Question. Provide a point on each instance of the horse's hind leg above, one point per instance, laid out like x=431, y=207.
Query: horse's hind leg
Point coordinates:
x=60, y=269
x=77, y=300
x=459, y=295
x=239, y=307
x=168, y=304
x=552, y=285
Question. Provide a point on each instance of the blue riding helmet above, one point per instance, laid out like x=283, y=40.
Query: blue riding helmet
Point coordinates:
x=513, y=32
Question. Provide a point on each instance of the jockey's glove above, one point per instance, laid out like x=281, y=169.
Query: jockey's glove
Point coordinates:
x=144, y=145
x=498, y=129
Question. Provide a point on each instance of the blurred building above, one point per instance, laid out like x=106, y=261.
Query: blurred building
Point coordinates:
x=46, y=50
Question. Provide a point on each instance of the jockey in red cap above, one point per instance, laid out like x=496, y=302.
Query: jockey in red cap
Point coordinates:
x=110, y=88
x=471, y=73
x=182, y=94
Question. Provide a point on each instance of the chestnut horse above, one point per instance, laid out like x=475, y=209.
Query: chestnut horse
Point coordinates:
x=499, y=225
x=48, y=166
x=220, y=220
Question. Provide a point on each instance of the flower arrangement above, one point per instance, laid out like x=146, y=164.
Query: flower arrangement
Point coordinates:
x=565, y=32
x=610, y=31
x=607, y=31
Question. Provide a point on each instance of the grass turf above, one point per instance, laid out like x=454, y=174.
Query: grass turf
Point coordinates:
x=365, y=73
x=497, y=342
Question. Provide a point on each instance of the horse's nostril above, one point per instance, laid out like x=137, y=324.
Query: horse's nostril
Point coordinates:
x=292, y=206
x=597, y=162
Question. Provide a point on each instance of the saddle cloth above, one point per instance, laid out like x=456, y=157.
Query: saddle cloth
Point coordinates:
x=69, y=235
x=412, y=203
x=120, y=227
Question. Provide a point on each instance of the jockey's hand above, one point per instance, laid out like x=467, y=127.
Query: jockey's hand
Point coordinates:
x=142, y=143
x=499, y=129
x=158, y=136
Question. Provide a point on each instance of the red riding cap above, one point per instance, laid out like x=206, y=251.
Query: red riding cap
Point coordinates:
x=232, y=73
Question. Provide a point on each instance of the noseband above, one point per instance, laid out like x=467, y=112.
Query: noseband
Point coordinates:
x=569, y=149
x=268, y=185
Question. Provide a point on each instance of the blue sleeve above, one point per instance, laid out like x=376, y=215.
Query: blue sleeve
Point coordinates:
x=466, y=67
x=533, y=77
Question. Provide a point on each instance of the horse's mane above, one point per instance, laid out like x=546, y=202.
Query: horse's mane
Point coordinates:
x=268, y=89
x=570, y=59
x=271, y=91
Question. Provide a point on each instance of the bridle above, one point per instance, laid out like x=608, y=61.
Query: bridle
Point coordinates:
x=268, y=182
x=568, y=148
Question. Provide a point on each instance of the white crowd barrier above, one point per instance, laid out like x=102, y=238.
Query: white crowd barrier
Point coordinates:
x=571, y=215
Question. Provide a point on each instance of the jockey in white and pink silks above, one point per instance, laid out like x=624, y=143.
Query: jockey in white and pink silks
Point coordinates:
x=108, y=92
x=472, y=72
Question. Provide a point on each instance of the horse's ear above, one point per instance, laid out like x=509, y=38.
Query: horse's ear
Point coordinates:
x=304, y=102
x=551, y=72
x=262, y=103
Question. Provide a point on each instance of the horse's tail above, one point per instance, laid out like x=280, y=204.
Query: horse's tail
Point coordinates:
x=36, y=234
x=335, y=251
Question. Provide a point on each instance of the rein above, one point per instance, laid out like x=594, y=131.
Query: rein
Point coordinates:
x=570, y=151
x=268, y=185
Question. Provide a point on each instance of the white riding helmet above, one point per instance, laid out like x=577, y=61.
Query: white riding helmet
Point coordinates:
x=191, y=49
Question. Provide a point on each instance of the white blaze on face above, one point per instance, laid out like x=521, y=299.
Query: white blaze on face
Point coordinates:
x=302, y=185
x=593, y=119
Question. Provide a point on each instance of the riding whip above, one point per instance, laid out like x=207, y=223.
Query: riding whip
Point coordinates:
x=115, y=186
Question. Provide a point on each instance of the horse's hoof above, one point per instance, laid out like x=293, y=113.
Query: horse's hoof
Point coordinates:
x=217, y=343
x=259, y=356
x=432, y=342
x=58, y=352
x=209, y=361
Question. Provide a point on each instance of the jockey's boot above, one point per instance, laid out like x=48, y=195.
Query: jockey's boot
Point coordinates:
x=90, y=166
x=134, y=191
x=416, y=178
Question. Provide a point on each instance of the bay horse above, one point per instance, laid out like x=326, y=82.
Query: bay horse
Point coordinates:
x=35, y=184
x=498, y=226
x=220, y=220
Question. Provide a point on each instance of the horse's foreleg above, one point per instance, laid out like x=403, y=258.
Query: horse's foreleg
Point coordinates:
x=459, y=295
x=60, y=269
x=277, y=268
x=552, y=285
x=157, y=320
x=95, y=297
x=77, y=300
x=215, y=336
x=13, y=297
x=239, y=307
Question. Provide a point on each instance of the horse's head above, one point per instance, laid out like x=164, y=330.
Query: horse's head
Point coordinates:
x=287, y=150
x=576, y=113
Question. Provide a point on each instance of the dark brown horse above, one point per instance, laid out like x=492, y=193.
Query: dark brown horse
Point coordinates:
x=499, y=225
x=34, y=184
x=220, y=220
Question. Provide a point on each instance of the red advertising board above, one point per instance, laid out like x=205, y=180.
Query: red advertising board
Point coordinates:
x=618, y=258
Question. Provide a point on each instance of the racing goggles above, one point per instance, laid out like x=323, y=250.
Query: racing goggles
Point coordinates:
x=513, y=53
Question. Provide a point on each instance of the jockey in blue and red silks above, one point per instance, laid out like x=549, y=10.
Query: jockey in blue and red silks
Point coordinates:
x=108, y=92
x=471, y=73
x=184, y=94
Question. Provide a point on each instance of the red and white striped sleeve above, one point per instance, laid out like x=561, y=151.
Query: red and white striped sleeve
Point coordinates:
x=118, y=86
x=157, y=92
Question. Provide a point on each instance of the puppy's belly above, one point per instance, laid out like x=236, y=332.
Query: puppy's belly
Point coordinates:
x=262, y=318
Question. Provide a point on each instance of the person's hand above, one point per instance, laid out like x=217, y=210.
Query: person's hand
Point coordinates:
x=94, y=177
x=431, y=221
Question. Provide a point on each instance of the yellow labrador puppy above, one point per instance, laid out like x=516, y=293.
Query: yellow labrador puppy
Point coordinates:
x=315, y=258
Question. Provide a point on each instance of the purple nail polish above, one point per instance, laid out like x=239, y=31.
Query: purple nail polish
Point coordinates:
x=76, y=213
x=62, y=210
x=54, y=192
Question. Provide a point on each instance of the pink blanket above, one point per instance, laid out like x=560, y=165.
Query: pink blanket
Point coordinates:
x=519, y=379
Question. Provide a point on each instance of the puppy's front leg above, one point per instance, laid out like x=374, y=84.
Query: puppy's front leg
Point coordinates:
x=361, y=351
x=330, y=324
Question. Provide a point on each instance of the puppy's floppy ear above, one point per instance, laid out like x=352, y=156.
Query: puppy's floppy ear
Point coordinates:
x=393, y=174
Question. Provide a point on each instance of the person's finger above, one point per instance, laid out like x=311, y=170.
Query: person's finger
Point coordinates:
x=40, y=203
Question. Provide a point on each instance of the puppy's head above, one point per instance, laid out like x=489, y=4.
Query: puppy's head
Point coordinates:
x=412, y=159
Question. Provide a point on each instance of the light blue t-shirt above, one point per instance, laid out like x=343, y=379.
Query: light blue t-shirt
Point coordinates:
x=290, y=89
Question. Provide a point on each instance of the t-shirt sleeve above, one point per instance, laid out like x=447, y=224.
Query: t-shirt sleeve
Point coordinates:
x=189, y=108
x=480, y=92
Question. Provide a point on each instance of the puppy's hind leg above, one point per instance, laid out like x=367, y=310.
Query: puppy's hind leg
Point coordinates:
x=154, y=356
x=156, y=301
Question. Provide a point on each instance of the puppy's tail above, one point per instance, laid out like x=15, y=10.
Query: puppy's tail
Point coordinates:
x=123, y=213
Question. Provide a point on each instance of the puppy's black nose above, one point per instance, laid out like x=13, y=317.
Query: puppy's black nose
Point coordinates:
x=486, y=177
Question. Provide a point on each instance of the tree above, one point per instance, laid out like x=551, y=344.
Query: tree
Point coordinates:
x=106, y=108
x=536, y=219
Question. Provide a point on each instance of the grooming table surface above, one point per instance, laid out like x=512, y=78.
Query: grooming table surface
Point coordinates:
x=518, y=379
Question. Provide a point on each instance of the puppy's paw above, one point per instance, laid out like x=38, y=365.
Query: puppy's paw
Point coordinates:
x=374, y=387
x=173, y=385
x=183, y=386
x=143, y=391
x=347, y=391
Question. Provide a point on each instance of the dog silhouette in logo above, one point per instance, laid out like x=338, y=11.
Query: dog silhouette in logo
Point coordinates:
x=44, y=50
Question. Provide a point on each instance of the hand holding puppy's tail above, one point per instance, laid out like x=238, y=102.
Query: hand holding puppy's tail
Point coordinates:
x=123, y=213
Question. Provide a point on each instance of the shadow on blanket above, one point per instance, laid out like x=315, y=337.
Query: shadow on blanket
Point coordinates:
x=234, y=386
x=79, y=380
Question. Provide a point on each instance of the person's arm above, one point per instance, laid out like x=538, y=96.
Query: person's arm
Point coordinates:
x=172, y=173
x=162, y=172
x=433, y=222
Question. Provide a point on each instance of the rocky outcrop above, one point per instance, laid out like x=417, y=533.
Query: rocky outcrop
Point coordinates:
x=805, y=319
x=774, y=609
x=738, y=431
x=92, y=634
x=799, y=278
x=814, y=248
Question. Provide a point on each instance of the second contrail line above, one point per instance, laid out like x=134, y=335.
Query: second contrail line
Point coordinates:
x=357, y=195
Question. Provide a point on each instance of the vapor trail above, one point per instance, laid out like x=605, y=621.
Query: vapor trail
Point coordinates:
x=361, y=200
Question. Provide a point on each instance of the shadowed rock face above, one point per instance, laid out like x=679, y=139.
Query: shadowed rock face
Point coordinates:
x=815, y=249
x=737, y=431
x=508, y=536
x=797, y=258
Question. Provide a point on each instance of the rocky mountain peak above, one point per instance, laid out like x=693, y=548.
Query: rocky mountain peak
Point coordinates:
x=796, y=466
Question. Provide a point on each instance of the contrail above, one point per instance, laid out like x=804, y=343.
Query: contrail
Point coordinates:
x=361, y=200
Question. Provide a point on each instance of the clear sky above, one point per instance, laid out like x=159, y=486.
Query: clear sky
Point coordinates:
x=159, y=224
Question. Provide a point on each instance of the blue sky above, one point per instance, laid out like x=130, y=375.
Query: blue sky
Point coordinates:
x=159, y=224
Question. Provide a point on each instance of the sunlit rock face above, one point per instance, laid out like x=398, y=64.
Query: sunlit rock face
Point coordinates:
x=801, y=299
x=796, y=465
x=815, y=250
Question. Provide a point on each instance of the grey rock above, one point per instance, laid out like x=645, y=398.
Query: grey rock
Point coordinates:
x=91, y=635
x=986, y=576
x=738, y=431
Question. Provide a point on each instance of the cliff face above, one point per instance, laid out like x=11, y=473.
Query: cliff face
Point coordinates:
_ _ _ _ _ _ _
All lines from the one holding "Query: blue sky" through the final line of the material must be set down exactly, and nothing else may be added.

Query: blue sky
Point coordinates:
x=159, y=224
Question. Provide a point on each instance of the sunlit rock face above, one point per instance, laid out like x=398, y=64.
Query: sunlit rock face
Point coordinates:
x=801, y=299
x=796, y=465
x=815, y=250
Question. Provide a point on each instance of the grey rock above, one point per instance, laid out like x=645, y=398.
Query: grey rock
Point coordinates:
x=91, y=635
x=986, y=576
x=738, y=431
Question. Provide a point on each instance of the cliff face above, one point per instance, laid out like x=11, y=473.
Query: cliff face
Point coordinates:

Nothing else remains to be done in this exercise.